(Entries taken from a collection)

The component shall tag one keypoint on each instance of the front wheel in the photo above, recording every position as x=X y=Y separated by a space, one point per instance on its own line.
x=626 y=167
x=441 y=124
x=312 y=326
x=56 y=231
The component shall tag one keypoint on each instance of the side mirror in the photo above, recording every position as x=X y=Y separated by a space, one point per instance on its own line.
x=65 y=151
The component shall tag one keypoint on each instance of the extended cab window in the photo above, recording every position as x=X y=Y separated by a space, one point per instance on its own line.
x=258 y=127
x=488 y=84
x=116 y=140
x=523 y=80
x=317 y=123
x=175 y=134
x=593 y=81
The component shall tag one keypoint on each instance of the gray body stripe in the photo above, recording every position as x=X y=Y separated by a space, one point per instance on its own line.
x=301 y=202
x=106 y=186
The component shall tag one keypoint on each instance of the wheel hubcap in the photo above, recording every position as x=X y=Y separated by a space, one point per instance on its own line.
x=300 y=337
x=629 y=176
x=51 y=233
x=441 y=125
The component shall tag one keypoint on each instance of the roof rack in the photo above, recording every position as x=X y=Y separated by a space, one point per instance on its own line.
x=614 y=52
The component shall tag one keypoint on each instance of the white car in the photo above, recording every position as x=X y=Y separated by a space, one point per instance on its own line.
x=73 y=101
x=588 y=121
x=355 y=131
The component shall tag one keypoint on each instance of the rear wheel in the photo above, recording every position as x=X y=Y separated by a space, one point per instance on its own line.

* TASK PROMPT *
Starting from the line holding "of the white", restate the remaining lines of the data word for word, including the last.

* ANSWER AREA *
The component shall tag one keypoint on each instance of the white car in the photo above, recording every position as x=X y=Y separated by a space, one point per instance on its own line.
x=73 y=101
x=588 y=121
x=355 y=131
The component shall tag one keypoint on each instance of the rear wheel in the photo above, recording every position as x=X y=Y separated by a space, one point per instance on its own line.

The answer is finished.